Object position labeling entries
============

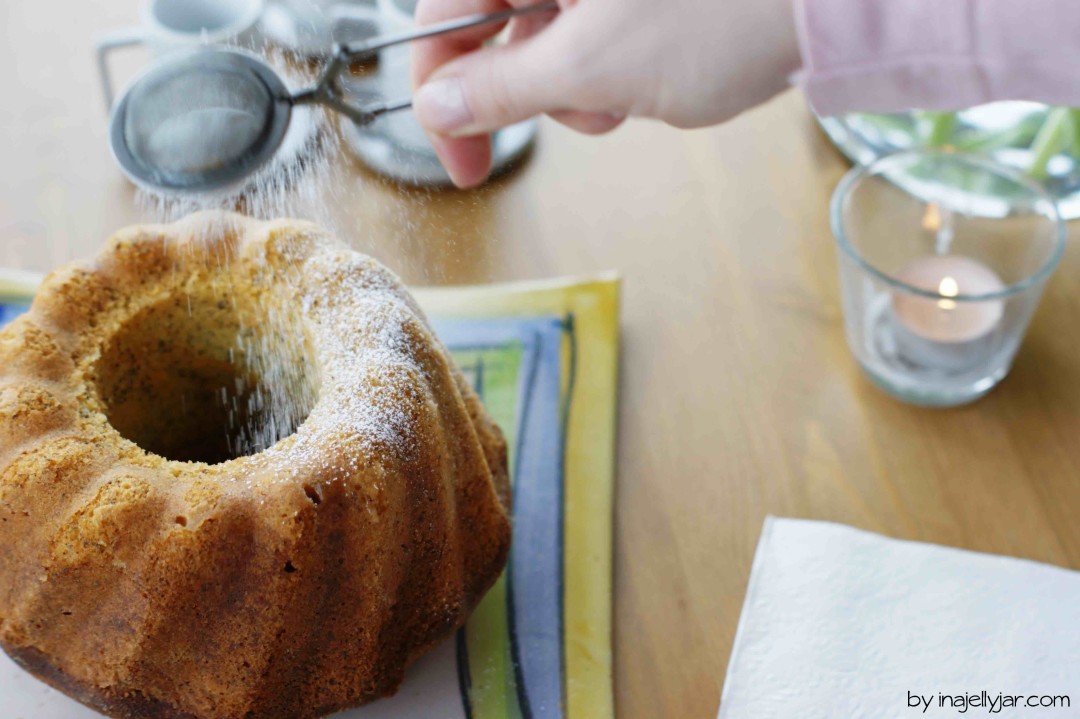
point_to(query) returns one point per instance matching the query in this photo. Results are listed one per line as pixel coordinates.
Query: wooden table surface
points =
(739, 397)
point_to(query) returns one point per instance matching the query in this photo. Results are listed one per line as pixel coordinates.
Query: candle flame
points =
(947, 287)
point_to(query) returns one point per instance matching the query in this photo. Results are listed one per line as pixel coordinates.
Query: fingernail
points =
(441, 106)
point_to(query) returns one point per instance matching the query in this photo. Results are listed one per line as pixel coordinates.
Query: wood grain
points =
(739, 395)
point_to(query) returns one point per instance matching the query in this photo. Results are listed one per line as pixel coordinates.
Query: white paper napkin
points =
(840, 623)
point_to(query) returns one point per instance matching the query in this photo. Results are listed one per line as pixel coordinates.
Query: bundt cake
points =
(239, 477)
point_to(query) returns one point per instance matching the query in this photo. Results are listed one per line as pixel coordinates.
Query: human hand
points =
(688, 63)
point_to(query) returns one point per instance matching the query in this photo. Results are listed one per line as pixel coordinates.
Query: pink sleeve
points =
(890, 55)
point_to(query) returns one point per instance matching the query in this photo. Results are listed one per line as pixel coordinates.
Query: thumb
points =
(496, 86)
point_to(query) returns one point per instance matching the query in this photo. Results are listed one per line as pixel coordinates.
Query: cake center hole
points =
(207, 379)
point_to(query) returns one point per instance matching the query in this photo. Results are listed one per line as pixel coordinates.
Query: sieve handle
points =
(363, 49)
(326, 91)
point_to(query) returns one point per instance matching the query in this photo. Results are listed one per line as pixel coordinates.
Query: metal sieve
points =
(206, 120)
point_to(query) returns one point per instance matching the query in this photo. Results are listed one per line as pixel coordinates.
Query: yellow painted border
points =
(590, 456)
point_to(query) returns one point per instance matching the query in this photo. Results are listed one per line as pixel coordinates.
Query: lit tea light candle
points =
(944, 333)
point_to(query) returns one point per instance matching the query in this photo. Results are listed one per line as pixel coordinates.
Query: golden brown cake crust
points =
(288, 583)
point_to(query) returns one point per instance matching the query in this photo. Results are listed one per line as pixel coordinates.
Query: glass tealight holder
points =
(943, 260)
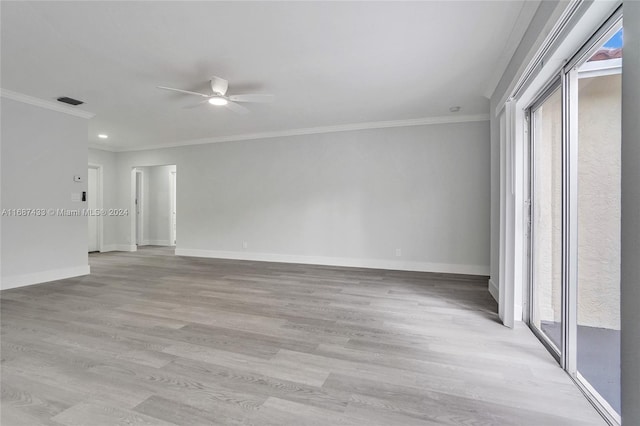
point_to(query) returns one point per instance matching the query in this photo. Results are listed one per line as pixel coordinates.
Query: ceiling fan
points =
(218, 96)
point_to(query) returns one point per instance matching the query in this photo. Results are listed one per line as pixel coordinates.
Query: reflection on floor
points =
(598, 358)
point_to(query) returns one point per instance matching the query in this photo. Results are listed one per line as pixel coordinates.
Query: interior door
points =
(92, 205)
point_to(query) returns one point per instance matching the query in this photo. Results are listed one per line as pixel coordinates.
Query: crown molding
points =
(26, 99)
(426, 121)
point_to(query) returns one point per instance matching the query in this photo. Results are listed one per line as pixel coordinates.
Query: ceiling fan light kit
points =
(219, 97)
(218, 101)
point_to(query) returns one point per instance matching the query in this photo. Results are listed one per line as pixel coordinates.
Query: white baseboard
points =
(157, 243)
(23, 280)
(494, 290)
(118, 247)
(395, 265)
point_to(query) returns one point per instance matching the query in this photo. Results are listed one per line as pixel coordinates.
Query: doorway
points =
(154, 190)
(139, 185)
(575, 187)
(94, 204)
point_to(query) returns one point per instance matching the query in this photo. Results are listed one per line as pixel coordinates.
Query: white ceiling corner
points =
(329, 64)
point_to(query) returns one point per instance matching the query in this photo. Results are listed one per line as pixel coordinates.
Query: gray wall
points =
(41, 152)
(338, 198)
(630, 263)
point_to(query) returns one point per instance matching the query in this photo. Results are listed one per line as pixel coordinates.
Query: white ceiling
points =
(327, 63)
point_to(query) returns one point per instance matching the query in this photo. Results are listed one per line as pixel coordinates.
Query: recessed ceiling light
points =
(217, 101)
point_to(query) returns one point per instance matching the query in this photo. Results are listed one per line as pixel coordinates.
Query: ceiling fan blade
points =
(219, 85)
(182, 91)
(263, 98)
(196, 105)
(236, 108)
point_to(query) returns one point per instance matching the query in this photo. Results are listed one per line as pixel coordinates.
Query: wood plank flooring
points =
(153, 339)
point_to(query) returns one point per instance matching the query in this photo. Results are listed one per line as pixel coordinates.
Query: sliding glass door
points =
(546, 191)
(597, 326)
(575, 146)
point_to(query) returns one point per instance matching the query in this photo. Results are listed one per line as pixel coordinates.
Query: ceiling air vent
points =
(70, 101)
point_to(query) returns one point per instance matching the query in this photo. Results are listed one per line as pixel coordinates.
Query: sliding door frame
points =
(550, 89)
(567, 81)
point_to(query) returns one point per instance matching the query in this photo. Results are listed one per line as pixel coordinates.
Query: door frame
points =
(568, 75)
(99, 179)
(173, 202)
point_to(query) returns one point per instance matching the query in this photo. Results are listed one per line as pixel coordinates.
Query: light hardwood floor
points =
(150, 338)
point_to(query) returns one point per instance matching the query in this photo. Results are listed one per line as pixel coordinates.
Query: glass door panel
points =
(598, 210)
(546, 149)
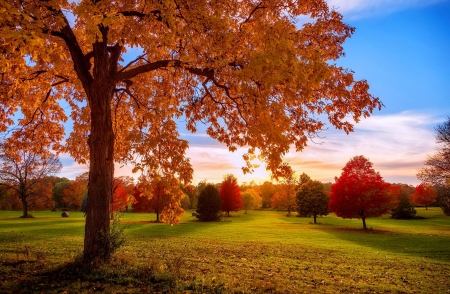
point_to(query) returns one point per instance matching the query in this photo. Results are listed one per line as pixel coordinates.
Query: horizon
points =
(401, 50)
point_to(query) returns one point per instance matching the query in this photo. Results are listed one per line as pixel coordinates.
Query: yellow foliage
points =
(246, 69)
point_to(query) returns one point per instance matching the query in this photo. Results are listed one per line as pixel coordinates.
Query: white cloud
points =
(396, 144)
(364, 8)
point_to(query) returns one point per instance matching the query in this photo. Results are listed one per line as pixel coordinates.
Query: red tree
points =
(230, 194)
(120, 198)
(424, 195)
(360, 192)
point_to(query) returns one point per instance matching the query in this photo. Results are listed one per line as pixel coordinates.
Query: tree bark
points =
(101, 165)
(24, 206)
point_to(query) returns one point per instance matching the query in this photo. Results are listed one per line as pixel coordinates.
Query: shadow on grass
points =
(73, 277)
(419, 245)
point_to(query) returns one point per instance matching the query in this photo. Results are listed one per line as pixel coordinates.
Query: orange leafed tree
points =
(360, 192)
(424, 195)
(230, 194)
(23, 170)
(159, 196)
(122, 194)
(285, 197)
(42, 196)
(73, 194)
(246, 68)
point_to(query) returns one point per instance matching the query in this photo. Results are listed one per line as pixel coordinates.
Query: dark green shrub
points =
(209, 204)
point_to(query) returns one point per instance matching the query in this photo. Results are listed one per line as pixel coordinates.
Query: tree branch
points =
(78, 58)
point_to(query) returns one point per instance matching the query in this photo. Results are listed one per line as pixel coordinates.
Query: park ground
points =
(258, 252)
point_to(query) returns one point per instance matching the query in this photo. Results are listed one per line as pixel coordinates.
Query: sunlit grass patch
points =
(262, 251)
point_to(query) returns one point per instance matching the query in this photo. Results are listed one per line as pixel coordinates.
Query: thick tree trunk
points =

============

Make an exact copy of the data, leaving its pictures out.

point_to(query) returns one point per instance matching the query in this photo. Results are listed one per line as pixel coordinates.
Query: wooden table surface
points =
(739, 397)
point_to(query) returns one point per instance matching the query in this photo. Results are listed one per line as pixel coordinates.
Query: candle flame
points =
(947, 287)
point_to(query) returns one point per instance matching the query in this photo. Results are listed one per line as pixel coordinates.
Query: fingernail
points =
(441, 106)
point_to(query) returns one point per instance matching the query in this photo. Results are listed one per line as pixel coordinates.
Query: wood grain
points =
(739, 395)
point_to(query) returns one point per instance matching the query in this photo. Results are listed one per line as pixel coordinates.
Query: white paper napkin
points =
(840, 623)
point_to(query) returns one point per instance matching the query in this photo. Results are listed one per line as pixel coordinates.
Query: bundt cake
points =
(239, 477)
point_to(query) returns one point per instance matching the query in this photo. Results are listed one per line as pixel coordinates.
Query: human hand
points =
(688, 63)
point_to(query) returns one point per instance matching the query in this photo. Results are listed one per line as pixel coordinates.
Query: pink sleeve
points =
(890, 55)
point_to(query) returns one point per instance matching the query in this photo. Results are listed one per line as pixel coordinates.
Query: thumb
points =
(496, 86)
point_to(query) returns one point per instance matching the query in this photo. Results are listed one per line as pixel coordinates.
Query: cake center hole
points =
(207, 379)
point_to(query) returns one point per instance matching the query in this photo. Results are listed one per line as pixel coordinates.
Query: sieve handle
points =
(363, 49)
(326, 91)
point_to(query) returns one point per instance matching the query in this photo. Results are listed one per line as pixel coordinates.
Query: metal sieve
points =
(206, 120)
point_to(query) returns one point per instance matching the query in this photo. Results are listed one per line as pixel coordinates.
Query: yellow painted border
points =
(590, 456)
point_to(query) returns one point per instance matching the query in this photo. Results are listed one per line as pixel coordinates.
Query: lit tea light candle
points =
(944, 333)
point_to(query) returns one point per instance matching the query in this photo. Results are listed one per line as pixel coordinates.
Query: golden brown cake crust
points =
(288, 583)
point_to(query) returns one point per instance matching the query in this photo. Results are listed one per line as pixel coordinates.
Query: glass tealight holder
points =
(943, 260)
point_to(query) returns one point per instance matching the query in this photo. Results are listed one per line as pixel coordinates.
Query: ceiling fan
points =
(218, 96)
point_to(query) returns one point per instance matching the query in this photo. Results are listed one per line as pixel coordinates.
Query: reflection on floor
points =
(598, 358)
point_to(query) returns one point per instance matching the query in this photo. Results are listed one per line as pixel coordinates.
Query: interior door
points =
(92, 205)
point_to(query) returns one point per instance matching the query in this photo. Results are listed one per line as pixel coordinates.
Query: crown molding
points =
(26, 99)
(426, 121)
point_to(query) returns one point per instance matching the query in this photo. Results are listed one per line as pixel coordinates.
Query: ceiling fan light kit
points =
(219, 97)
(218, 101)
point_to(query) returns one point per instance matching the query in this photo. Results are listed one per line as pixel coordinates.
Query: white baseboard
points =
(157, 243)
(23, 280)
(494, 290)
(118, 247)
(395, 265)
point_to(query) returns one point per instance matching the query in this photo. Results are listed one per line as pixel coordinates.
Query: doorway
points =
(154, 190)
(139, 185)
(575, 187)
(94, 204)
point_to(query) returns one point per instance matching the query in this photo. Results are listed one per line as pixel coordinates.
Query: white ceiling corner
points =
(329, 64)
point_to(query) returns one point per instance matching the query in this photo. Results are listed one per line as pixel coordinates.
Query: gray wall
points =
(41, 152)
(338, 198)
(630, 263)
point_to(query) returns one point per instance matching the query in this photo. Results are listed one per line as pixel coordinates.
Query: white ceiling
points =
(327, 63)
point_to(query) returns one point per instance matching the query in this photo. Results are listed one per line as pixel coordinates.
Query: recessed ceiling light
points =
(217, 101)
point_to(query) returns one point per instance matching the query in this photo. Results are listed one per line as pixel coordinates.
Query: ceiling fan blade
points =
(219, 85)
(182, 91)
(263, 98)
(196, 105)
(236, 108)
point_to(query) returns one point per instance matching the query in this photo. Results are listed one per line as pixel coordinates.
Query: wood plank flooring
points =
(153, 339)
point_to(query) returns one point per instance matching the query in this photo. Results are listed one per line as pixel coordinates.
Query: sliding glass door
points =
(546, 191)
(597, 326)
(575, 146)
point_to(query) returns one point per instance matching the query in this photo. Results are listed one per line as pixel coordinates.
Query: ceiling air vent
points =
(70, 101)
point_to(query) returns one point per instance matching the query in this photo. Results are listed one per line as pixel coordinates.
Query: sliding door frame
points =
(550, 89)
(567, 81)
point_to(query) returns one point per instance matching the query in this photo. Results are listed one per line as pixel coordinates.
Query: door frame
points =
(568, 75)
(99, 179)
(173, 202)
point_to(query) returns one point per instance matching the query in this photo. Results are listed one per line as pixel coordinates.
Query: light hardwood floor
points =
(150, 338)
point_to(query) returns one point per instance matching the query in this photo. Results are listed one per line as pixel coordinates.
Query: glass door panel
points =
(598, 210)
(546, 149)
point_to(query) returns one point per instance matching the query in this photo. Results are listed one per line as pixel coordinates.
Query: horizon
points =
(401, 50)
point_to(query) returns one point per instance matching the query in this photo. Results are listed one per line as pixel coordinates.
Query: yellow foliage
points =
(246, 69)
point_to(query) returns one point per instance matching the query in this photo. Results are listed one per line as pixel coordinates.
Query: white cloud
points =
(396, 144)
(364, 8)
point_to(query) returns one point per instance matching the query in this photo. Results are listed one per line as pixel coordinates.
Query: red tree
points =
(230, 194)
(120, 198)
(424, 195)
(360, 192)
point_to(query) returns one point per instance matching the query in this photo. Results are listed one per line as pixel coordinates.
Query: tree bark
points =
(101, 165)
(24, 206)
point_to(query) returns one point per instance matching the query in this photo. Results are listed one per line as pixel coordinates.
Query: shadow on grass
points =
(73, 277)
(419, 245)
point_to(query) returns one point per instance matching the query in this photo. Results are listed one per line as pixel coordinates.
Query: orange leafed tree
points =
(360, 192)
(424, 195)
(230, 194)
(23, 170)
(159, 196)
(122, 194)
(285, 197)
(42, 196)
(73, 194)
(246, 68)
point_to(query) returns one point per instance matching the query in this photo. Results are listed one per line as pixel coordinates.
Query: dark green shrub
points =
(209, 204)
point_to(query) returns one point per instance matching the query in this photo. Results are listed one per line as pixel coordinates.
Query: tree branch
points =
(78, 58)
point_to(query) returns one point per instance matching the query in this photo. Results are listed one per line as pixel coordinates.
Query: park ground
points =
(258, 252)
point_to(query) returns one point per instance matching the query in this photo. Results are listed one per line as pixel coordinates.
Query: sunlit grass patch
points =
(262, 251)
point_to(query) returns one point per instance matching the query in this photo. Results are listed one per line as pixel coordinates.
Query: thick tree trunk
points =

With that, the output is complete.